*Problem a*
Find each line in the records that contains the string "grass", treating uppercase and lowercase as different, and copy those lines.

Integration by parts (Green's identities)

Under the assumption that the condition $\Vert \boldsymbol{b}\Vert_{L^p} \leq C < \infty$ holds also for $p \to \infty$ you can show continuity for the bilinearform

\begin{align} B[u,v] := \int_U \nabla u \cdot \nabla v + v \boldsymbol{b} \cdot \nabla u \mathrm d x\end{align}

through \begin{align} \big \vert B[u,v] \big \vert =& \Bigg \vert \int_U \nabla u \cdot \nabla v + v \boldsymbol{b} \cdot \nabla u \mathrm d x \Bigg \vert = \Bigg \vert \int_U \nabla u \cdot \nabla v \mathrm d x + \int_U v \boldsymbol{b} \cdot \nabla u \mathrm d x \Bigg \vert \\ = & \Big \vert \big\langle \nabla u, \nabla v \big\rangle_{L^2(U)} + \big \langle v, \boldsymbol{b} \cdot \nabla u \big \rangle_{L^2(U)}\Big\vert \\ \overset{\text{Triangle-Ineq.}}{\leq} & \Big \vert \big\langle \nabla u, \nabla v \big\rangle_{L^2(U)} \Big \vert + \Big \vert \big \langle v, \boldsymbol{b} \cdot \nabla u \big \rangle_{L^2(U)}\Big\vert \\ \overset{\text{Cauchy-Schwarz}}{\leq} & \Vert \nabla u \Vert_{L^2(U)} \Vert \nabla v \Vert_{L^2(U)} + \Vert v \Vert_{L^2(U)} \Vert \boldsymbol{b} \cdot \nabla u \Vert_{L^2(U)} \\ \leq & \Vert \nabla u \Vert_{L^2(U)} \Vert \nabla v \Vert_{L^2(U)} + \Vert v \Vert_{L^2(U)} \big \Vert \Vert \boldsymbol{b} \Vert_{L^\infty(U)} \nabla u \big \Vert_{L^2(U)} \\ \leq & \Vert u \Vert_{W^{1,2}(U)} \Vert v \Vert_{W^{1,2}(U)} + \Vert v \Vert_{W^{1,2}(U)} \Vert \boldsymbol{b} \Vert_{L^\infty(U)} \Vert u \Vert_{W^{1,2}(U)} \\ \leq & \max \big \{1, \Vert \boldsymbol{b} \Vert_{L^\infty(U)} \big\} \Vert_{L^\infty(U)} \Vert u \Vert_{W^{1,2}(U)} \end{align}

Concerning your second assumption, $\nabla \cdot \boldsymbol{b} \geq 0$, I am not sure if you can show coercivity for this case. I am more familiar with the case $c -0.5 \nabla \cdot \boldsymbol{b} \geq 0 $ for the elliptic PDE $\Delta u + \boldsymbol{b} \cdot \nabla u + c u = f$, which would translate here ($c = 0$) to $\nabla \cdot \boldsymbol{b} \leq 0$.

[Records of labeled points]
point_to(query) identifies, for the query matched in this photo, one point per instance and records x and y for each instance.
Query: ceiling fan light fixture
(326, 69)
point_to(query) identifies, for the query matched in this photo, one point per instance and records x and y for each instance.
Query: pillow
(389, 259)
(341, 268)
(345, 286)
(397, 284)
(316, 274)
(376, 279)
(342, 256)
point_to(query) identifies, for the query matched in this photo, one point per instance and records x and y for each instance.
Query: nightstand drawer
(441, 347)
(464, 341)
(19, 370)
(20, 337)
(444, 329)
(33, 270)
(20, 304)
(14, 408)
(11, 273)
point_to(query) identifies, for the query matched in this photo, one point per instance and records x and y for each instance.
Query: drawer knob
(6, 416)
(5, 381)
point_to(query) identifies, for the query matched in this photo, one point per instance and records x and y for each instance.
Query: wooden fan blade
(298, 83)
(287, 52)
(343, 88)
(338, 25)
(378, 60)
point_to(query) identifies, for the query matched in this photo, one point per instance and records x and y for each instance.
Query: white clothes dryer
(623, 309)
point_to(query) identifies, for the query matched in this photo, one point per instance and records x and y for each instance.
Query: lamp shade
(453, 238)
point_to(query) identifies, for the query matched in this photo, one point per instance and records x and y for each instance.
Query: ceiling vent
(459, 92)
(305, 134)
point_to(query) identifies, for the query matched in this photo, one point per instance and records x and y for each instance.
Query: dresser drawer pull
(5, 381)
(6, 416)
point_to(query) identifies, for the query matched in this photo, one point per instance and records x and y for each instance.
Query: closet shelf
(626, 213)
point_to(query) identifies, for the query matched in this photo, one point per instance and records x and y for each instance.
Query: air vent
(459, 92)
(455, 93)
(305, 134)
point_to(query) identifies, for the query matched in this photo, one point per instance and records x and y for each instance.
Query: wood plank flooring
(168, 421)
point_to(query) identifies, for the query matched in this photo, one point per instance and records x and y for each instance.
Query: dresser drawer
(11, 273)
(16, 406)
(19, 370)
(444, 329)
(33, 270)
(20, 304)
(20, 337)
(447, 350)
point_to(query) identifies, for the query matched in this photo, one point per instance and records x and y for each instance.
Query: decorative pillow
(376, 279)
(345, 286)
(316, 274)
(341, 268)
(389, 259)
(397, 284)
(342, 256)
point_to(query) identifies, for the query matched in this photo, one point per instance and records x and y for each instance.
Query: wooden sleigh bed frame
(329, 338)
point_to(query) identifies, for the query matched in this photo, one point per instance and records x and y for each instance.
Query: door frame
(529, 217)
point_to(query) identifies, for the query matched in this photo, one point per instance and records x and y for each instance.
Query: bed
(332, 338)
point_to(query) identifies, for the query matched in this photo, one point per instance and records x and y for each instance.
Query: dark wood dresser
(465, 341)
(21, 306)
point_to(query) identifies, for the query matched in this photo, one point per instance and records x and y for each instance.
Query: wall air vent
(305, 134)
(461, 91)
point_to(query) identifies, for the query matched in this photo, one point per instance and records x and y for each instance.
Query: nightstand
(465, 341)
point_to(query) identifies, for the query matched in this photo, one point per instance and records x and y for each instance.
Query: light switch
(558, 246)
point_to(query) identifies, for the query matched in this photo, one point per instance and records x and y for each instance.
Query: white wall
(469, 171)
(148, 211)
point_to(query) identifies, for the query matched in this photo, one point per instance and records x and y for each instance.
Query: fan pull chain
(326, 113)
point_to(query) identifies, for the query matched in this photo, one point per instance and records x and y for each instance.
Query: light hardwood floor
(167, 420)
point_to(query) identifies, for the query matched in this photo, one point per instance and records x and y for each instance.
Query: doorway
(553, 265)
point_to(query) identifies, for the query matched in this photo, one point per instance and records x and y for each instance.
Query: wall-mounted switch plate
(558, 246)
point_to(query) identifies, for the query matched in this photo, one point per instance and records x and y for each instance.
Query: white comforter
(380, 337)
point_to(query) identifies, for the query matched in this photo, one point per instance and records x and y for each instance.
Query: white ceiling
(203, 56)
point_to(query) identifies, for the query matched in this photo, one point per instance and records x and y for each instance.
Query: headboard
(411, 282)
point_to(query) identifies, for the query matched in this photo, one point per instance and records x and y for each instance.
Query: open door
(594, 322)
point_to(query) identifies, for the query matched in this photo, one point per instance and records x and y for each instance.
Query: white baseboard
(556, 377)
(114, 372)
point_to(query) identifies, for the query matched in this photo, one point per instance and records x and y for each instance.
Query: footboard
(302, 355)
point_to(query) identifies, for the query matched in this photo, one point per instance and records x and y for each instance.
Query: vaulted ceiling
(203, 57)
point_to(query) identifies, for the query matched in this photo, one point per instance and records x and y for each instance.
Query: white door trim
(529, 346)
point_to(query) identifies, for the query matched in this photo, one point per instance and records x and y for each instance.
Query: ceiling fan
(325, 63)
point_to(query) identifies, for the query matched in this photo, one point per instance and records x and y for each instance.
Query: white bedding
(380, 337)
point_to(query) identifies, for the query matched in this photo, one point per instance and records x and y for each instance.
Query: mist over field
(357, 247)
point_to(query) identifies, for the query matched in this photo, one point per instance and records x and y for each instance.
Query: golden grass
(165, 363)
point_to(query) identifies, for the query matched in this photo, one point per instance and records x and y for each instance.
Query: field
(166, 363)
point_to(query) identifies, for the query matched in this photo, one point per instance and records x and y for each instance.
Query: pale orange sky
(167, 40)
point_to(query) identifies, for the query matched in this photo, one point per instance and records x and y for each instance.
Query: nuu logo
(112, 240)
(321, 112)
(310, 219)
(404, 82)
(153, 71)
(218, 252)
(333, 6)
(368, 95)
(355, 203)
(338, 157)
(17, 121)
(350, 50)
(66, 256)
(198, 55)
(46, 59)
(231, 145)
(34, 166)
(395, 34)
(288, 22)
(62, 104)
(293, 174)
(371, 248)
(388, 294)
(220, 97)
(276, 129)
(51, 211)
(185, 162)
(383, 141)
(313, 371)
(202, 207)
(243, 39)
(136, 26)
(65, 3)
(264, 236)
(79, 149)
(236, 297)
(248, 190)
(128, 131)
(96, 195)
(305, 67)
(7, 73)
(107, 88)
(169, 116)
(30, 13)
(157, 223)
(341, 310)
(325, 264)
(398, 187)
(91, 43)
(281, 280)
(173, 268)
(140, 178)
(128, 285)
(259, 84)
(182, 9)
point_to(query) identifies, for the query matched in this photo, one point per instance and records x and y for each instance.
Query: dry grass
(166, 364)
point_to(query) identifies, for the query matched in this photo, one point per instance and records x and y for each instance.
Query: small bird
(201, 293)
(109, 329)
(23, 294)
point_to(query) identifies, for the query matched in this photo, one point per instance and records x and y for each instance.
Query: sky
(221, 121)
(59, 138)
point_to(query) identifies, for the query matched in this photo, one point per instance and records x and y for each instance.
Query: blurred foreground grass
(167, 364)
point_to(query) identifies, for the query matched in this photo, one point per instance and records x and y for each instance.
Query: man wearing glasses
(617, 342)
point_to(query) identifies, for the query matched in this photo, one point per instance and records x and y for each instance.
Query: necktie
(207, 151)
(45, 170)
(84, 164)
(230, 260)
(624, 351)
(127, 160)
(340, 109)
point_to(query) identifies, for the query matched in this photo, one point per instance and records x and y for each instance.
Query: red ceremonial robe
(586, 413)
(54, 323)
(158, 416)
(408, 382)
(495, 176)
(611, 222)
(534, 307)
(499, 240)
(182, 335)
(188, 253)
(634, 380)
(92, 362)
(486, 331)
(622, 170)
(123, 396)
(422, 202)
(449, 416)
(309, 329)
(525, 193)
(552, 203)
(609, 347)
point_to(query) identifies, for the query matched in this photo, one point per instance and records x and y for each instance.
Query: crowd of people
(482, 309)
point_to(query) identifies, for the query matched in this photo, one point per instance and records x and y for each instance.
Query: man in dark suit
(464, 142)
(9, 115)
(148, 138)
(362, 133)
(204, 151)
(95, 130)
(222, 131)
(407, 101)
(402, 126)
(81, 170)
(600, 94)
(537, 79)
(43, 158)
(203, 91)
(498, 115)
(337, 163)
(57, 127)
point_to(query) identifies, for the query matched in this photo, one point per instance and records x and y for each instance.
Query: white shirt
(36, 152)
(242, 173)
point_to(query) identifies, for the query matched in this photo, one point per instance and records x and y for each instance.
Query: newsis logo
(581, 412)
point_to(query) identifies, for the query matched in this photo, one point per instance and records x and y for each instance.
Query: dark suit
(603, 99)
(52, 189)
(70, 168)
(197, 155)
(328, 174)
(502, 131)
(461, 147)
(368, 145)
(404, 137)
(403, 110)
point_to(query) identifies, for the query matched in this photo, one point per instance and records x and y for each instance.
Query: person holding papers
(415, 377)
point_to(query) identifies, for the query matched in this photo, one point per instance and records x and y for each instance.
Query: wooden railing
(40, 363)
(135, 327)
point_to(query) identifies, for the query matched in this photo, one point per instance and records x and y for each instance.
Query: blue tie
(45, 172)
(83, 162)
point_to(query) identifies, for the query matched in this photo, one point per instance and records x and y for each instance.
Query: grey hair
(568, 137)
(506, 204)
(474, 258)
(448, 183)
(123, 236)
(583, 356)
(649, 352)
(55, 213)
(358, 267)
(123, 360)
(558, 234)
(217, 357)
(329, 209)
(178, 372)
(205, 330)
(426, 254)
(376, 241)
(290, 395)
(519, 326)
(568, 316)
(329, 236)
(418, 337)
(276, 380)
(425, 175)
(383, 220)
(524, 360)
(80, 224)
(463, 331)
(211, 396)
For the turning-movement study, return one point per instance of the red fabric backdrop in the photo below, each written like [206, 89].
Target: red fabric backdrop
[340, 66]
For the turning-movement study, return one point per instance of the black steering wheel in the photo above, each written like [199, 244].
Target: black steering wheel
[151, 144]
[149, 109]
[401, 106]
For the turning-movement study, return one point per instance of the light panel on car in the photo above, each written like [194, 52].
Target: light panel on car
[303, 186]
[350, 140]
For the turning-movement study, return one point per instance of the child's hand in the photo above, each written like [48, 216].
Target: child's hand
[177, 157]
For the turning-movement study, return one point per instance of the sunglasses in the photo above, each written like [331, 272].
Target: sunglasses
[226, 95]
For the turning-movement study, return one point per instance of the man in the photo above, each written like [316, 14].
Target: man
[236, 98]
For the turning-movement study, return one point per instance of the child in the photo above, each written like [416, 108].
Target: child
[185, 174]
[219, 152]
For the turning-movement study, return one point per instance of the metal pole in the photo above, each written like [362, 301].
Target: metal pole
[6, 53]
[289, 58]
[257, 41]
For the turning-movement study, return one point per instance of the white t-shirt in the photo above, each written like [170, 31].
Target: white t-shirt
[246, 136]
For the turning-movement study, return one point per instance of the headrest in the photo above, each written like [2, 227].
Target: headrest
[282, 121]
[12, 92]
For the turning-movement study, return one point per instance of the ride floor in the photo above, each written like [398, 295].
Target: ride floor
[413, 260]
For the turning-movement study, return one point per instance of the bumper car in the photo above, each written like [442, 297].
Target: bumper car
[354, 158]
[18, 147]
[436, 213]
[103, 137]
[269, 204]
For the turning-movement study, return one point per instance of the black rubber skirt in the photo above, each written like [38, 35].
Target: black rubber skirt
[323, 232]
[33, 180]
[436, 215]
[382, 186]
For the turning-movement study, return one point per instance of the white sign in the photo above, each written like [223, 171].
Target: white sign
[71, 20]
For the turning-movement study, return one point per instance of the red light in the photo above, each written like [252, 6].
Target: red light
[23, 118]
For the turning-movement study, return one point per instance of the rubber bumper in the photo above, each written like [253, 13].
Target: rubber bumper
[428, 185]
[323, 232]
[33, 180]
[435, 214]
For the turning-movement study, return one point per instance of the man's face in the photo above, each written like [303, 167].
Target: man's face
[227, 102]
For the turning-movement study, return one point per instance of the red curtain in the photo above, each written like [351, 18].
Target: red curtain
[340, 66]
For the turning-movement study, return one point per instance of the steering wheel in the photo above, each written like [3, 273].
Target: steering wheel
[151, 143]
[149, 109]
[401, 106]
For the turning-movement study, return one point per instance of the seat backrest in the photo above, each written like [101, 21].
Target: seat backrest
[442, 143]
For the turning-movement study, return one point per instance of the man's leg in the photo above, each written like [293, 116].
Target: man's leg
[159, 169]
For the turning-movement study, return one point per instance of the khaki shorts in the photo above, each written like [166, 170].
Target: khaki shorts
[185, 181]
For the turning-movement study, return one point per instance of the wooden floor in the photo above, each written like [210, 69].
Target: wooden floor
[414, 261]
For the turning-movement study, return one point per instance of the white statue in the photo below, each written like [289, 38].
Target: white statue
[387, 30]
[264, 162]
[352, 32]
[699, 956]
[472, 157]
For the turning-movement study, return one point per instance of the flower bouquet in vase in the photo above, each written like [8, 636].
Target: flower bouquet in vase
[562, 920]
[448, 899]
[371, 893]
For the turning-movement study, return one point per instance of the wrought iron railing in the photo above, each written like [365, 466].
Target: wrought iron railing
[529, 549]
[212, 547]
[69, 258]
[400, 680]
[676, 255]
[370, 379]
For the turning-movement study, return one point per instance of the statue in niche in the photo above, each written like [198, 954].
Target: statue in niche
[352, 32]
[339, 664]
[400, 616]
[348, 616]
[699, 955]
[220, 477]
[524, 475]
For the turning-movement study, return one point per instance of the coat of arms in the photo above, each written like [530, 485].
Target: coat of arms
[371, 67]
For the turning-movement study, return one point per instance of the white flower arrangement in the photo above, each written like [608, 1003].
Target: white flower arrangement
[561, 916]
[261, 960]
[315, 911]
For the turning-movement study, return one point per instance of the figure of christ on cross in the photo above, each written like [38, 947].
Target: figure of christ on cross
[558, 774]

*Problem b*
List every function space whose norm appears as a subscript in the text on integration by parts.

*Final answer a*
Query: golden grass
Query: dry grass
Query: blurred foreground grass

*Final answer b*
L^p, L^2(U), L^∞(U), W^{1,2}(U)